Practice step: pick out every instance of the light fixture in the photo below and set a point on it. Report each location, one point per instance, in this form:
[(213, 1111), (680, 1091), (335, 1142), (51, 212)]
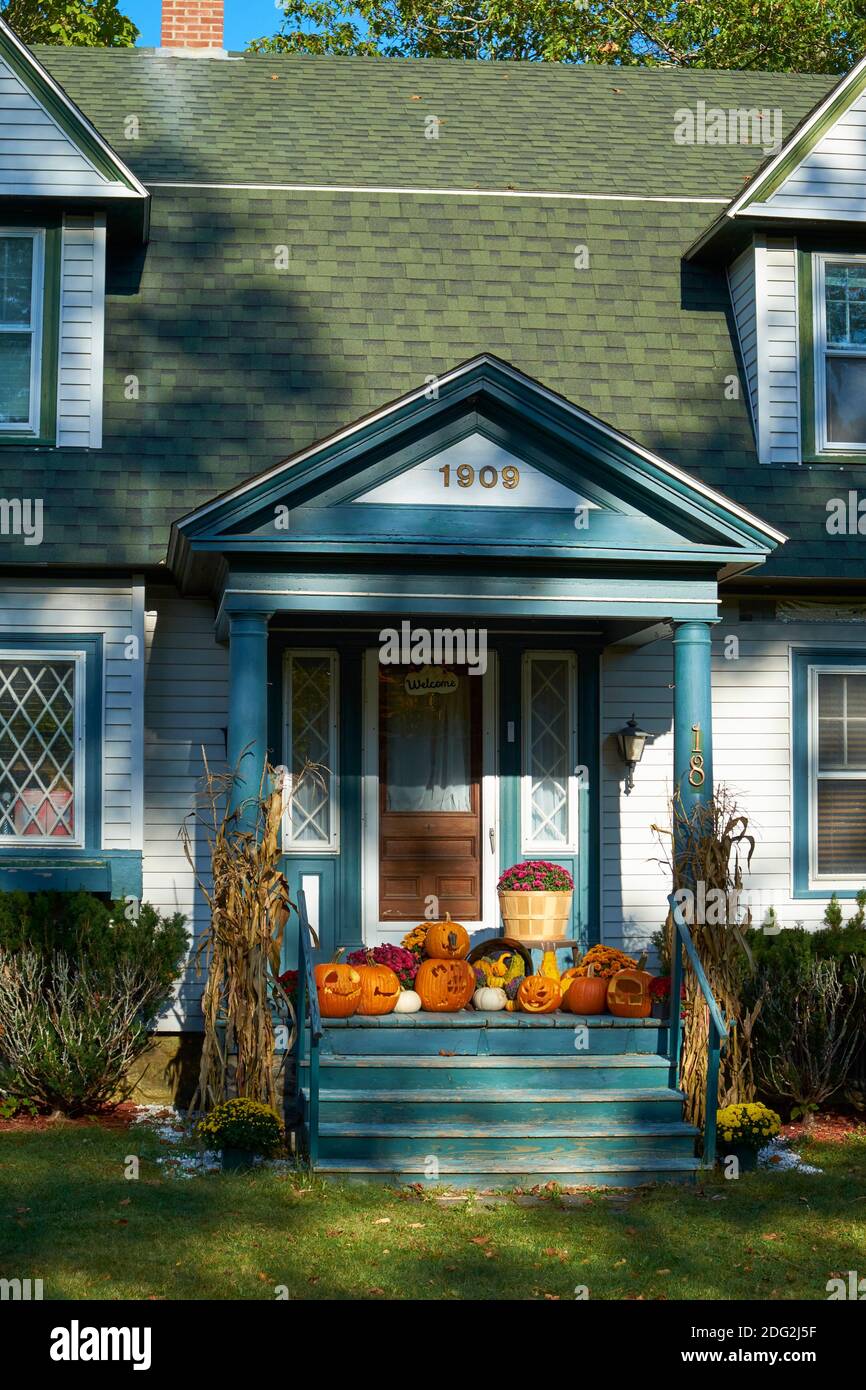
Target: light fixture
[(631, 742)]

==

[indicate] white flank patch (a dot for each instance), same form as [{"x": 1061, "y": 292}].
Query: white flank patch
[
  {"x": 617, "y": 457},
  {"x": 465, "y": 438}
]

What needs to be done: Which lines of the records above hold the word "instance"? Copy each one out.

Solution:
Practice step: pick out every instance of the light fixture in the photo below and set a point on it. Report each location, one point per instance, in this form:
[indicate] white flank patch (a dot for each instance), same form as [{"x": 1061, "y": 292}].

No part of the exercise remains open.